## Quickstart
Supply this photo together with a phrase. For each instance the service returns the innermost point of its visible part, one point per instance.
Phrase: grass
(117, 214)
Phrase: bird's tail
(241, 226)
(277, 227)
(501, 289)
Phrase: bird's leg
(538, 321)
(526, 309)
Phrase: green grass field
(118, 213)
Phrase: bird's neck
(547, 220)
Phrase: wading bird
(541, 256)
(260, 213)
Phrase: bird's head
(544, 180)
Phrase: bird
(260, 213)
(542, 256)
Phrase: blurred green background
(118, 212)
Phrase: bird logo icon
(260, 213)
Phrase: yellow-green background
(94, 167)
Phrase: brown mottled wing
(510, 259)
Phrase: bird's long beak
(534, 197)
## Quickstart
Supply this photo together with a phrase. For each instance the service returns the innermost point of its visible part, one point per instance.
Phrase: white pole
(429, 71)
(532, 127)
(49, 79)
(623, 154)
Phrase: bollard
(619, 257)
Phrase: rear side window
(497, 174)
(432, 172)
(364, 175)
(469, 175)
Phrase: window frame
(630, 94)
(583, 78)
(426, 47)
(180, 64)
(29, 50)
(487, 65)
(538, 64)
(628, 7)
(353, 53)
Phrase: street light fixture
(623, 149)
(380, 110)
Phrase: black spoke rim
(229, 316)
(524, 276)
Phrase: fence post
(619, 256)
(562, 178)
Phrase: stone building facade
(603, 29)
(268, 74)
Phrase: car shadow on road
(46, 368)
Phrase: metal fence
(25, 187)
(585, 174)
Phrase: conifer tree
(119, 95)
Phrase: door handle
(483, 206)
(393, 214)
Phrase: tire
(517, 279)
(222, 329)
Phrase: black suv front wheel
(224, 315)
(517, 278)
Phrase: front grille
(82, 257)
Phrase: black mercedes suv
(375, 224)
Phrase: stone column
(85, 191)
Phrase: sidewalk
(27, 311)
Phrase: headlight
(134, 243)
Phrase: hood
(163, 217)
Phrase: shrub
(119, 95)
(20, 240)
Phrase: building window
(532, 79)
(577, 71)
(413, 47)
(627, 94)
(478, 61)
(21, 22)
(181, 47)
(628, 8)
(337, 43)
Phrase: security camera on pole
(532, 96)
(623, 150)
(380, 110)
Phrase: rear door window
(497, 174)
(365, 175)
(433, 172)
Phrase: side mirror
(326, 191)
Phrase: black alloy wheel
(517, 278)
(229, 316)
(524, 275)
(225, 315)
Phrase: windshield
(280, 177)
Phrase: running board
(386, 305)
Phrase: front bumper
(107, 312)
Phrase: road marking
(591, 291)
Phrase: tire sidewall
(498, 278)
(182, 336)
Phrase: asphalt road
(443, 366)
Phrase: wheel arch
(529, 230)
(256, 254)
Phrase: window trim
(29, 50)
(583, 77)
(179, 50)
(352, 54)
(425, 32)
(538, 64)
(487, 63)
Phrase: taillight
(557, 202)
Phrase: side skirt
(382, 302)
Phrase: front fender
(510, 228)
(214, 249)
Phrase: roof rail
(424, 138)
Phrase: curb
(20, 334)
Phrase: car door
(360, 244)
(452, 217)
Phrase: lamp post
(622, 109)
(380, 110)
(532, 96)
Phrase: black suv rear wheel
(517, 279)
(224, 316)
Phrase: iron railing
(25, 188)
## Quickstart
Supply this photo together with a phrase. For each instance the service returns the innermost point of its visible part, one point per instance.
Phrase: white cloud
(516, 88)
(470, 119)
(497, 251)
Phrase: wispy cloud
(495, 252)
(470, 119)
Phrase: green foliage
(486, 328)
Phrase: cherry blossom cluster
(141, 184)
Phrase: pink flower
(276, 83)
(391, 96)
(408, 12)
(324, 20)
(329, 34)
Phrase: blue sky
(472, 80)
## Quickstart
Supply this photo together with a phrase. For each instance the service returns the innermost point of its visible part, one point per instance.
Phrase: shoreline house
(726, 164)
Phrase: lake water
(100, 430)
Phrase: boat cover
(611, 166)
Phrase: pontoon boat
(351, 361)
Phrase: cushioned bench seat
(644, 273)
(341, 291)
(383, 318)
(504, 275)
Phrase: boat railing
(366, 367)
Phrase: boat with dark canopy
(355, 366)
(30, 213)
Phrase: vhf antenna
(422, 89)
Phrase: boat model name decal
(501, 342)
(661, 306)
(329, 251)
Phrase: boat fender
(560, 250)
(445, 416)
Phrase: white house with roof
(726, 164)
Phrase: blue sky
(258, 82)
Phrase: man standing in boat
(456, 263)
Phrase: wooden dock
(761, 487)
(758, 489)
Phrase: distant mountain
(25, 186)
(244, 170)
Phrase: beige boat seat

▸ **OBJECTIVE**:
All of the records must be retyped exactly as they are.

▸ **WRITTEN SOLUTION**:
## Quickstart
Supply this photo together with a phrase. For each instance the service returns the innermost point of its visible part, one point per instance.
Phrase: grass
(117, 214)
Phrase: bird's tail
(241, 226)
(277, 227)
(501, 289)
Phrase: bird's leg
(538, 321)
(526, 309)
Phrase: green grass field
(118, 213)
Phrase: bird's neck
(547, 220)
Phrase: wading bird
(541, 256)
(260, 213)
Phrase: bird's head
(544, 180)
Phrase: bird
(260, 213)
(542, 256)
Phrase: blurred green background
(118, 212)
Phrase: bird logo icon
(260, 213)
Phrase: yellow-green background
(94, 167)
Phrase: brown mottled wing
(510, 259)
Phrase: bird's long beak
(534, 197)
## Quickstart
Supply this photo together with a phrase. For each instance the service returns the innermost point of its visible part, one point per instance.
Phrase: white pole
(429, 71)
(532, 127)
(49, 79)
(623, 154)
Phrase: bollard
(619, 257)
Phrase: rear side window
(497, 174)
(432, 172)
(364, 175)
(469, 175)
Phrase: window frame
(630, 94)
(583, 78)
(426, 47)
(180, 64)
(29, 50)
(487, 65)
(538, 64)
(628, 7)
(353, 53)
Phrase: street light fixture
(623, 149)
(380, 110)
Phrase: black spoke rim
(229, 316)
(524, 276)
Phrase: fence post
(619, 256)
(562, 178)
Phrase: stone building facade
(603, 29)
(268, 74)
Phrase: car shadow on road
(46, 368)
Phrase: metal fence
(25, 187)
(585, 174)
Phrase: conifer tree
(119, 95)
Phrase: door handle
(483, 206)
(393, 214)
Phrase: tire
(517, 279)
(222, 329)
Phrase: black suv front wheel
(224, 315)
(517, 278)
Phrase: front grille
(82, 257)
Phrase: black mercedes suv
(375, 224)
Phrase: stone column
(85, 191)
Phrase: sidewalk
(27, 311)
Phrase: headlight
(134, 243)
Phrase: hood
(163, 217)
Phrase: shrub
(119, 95)
(20, 240)
Phrase: building window
(532, 79)
(577, 71)
(413, 47)
(627, 94)
(478, 61)
(21, 22)
(181, 47)
(628, 8)
(337, 43)
Phrase: security camera on pole
(532, 96)
(623, 150)
(380, 110)
Phrase: rear door window
(497, 174)
(365, 175)
(433, 172)
Phrase: side mirror
(326, 191)
Phrase: black alloy wheel
(517, 278)
(229, 316)
(524, 275)
(225, 315)
Phrase: windshield
(280, 177)
Phrase: running board
(386, 305)
Phrase: front bumper
(107, 312)
Phrase: road marking
(591, 291)
Phrase: tire sidewall
(498, 278)
(182, 336)
Phrase: asphalt road
(443, 366)
Phrase: wheel arch
(529, 230)
(256, 254)
Phrase: window trim
(29, 50)
(583, 77)
(179, 50)
(352, 54)
(425, 32)
(538, 64)
(487, 63)
Phrase: taillight
(557, 202)
Phrase: side skirt
(382, 302)
Phrase: front fender
(510, 228)
(214, 249)
Phrase: roof rail
(424, 138)
Phrase: curb
(20, 334)
Phrase: car door
(360, 244)
(452, 217)
Phrase: lamp post
(622, 109)
(380, 110)
(532, 96)
Phrase: black suv rear wheel
(517, 279)
(224, 316)
Phrase: iron railing
(25, 188)
## Quickstart
Supply this photo together with a phrase. For each instance the service returns the innermost point of its visible part, one point per instance.
Phrase: white cloud
(516, 88)
(470, 119)
(497, 251)
Phrase: wispy cloud
(495, 252)
(470, 119)
Phrase: green foliage
(486, 328)
Phrase: cherry blossom cluster
(141, 184)
Phrase: pink flower
(276, 83)
(391, 96)
(408, 12)
(324, 20)
(329, 34)
Phrase: blue sky
(472, 80)
## Quickstart
Supply this photo together with a phrase. For each instance the service returns the innermost point of its visible part, one point per instance.
Phrase: shoreline house
(726, 164)
Phrase: lake water
(100, 430)
Phrase: boat cover
(611, 166)
Phrase: pontoon boat
(351, 361)
Phrase: cushioned bench seat
(644, 273)
(341, 291)
(383, 318)
(504, 275)
Phrase: boat railing
(366, 367)
Phrase: boat with dark canopy
(355, 366)
(30, 213)
Phrase: vhf antenna
(422, 89)
Phrase: boat model name decal
(501, 342)
(661, 306)
(329, 251)
Phrase: boat fender
(560, 250)
(445, 416)
Phrase: white house with roof
(726, 164)
Phrase: blue sky
(258, 82)
Phrase: man standing in boat
(456, 263)
Phrase: wooden dock
(761, 487)
(758, 489)
Phrase: distant mountain
(25, 186)
(244, 170)
Phrase: beige boat seat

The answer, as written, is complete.